▶ **YOUR TASK**: In the listing below, substitute "windowsill" for "window ledge" and give the lines again from the one holding "of the window" through the end of the listing, inclusive, changing nothing else. Leave the pictures out of your answer.

[Dataset rows showing where objects appear]
- - - - -
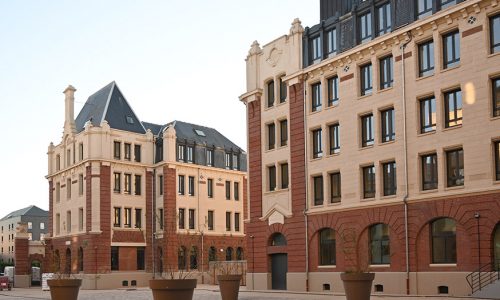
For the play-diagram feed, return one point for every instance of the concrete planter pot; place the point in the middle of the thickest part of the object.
(172, 289)
(229, 286)
(357, 286)
(64, 289)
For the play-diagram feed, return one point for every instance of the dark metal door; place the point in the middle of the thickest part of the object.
(496, 248)
(279, 265)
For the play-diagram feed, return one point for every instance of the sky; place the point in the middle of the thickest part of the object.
(173, 60)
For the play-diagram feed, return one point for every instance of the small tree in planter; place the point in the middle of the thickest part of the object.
(357, 279)
(229, 276)
(63, 286)
(174, 283)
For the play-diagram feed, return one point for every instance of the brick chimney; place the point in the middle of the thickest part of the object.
(69, 105)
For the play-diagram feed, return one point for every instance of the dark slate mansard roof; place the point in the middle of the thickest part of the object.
(31, 210)
(109, 104)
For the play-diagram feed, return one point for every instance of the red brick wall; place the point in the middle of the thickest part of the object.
(127, 258)
(255, 228)
(295, 229)
(127, 236)
(51, 206)
(421, 214)
(21, 247)
(88, 198)
(170, 217)
(149, 221)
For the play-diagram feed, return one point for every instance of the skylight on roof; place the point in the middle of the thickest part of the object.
(199, 132)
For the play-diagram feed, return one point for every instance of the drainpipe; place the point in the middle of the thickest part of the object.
(153, 209)
(307, 184)
(201, 232)
(405, 146)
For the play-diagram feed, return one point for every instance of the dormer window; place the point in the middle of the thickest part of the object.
(228, 160)
(180, 152)
(189, 154)
(210, 158)
(315, 48)
(199, 132)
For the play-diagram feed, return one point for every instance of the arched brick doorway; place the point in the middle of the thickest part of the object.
(279, 261)
(496, 247)
(36, 268)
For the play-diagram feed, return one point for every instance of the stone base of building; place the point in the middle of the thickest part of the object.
(114, 280)
(22, 281)
(394, 283)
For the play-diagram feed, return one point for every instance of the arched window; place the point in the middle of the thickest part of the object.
(57, 261)
(181, 258)
(270, 93)
(212, 254)
(160, 260)
(327, 247)
(444, 243)
(67, 268)
(80, 259)
(229, 253)
(278, 239)
(193, 258)
(496, 247)
(239, 253)
(379, 244)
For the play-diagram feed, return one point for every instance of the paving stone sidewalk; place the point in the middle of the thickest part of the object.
(202, 292)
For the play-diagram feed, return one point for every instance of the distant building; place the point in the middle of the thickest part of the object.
(382, 120)
(124, 194)
(36, 220)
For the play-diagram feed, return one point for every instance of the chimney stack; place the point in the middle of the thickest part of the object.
(69, 104)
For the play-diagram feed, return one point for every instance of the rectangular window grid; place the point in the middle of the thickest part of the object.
(427, 115)
(369, 182)
(333, 91)
(367, 130)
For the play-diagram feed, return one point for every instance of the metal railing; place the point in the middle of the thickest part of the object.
(484, 276)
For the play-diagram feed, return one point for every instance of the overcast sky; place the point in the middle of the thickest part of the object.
(173, 60)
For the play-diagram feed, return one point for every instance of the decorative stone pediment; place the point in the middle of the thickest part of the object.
(274, 56)
(276, 214)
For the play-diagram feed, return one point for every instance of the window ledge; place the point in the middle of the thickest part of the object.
(334, 154)
(366, 147)
(442, 265)
(387, 143)
(429, 191)
(452, 188)
(386, 89)
(426, 133)
(424, 77)
(450, 68)
(380, 266)
(368, 199)
(360, 97)
(327, 267)
(320, 109)
(315, 159)
(337, 203)
(493, 54)
(452, 127)
(268, 107)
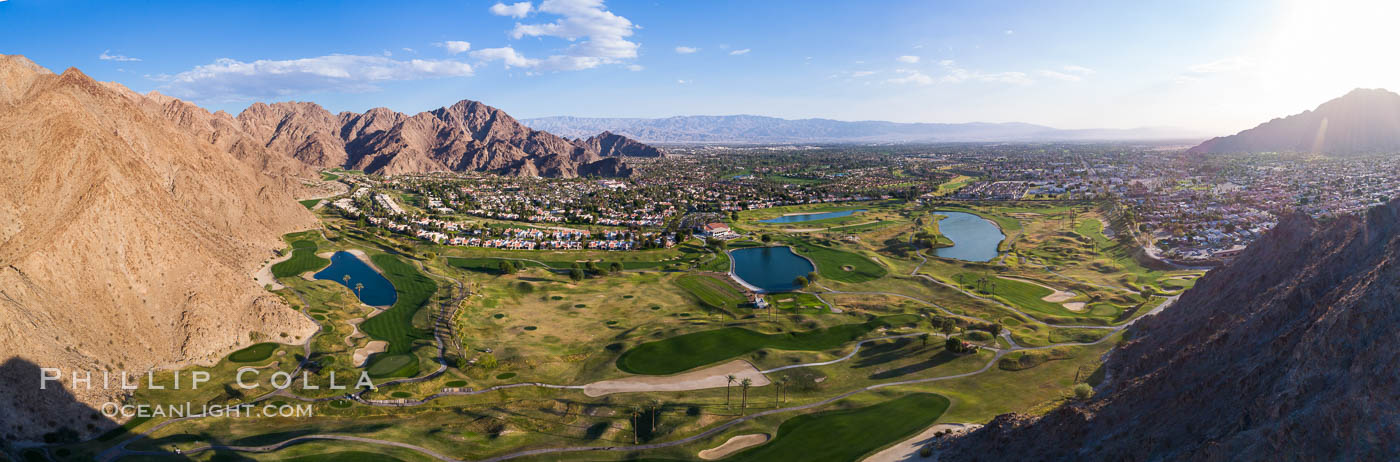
- - - - -
▶ **OUTPUT OF THE EXERCISE**:
For the play-diagram feed, return one point for every instance of the windowsill; place the point in the middle of the thickest part of the object.
(334, 154)
(366, 147)
(442, 265)
(387, 143)
(429, 191)
(452, 188)
(386, 89)
(426, 133)
(424, 77)
(450, 68)
(380, 266)
(368, 199)
(360, 97)
(327, 267)
(320, 109)
(315, 159)
(337, 203)
(493, 54)
(452, 127)
(268, 107)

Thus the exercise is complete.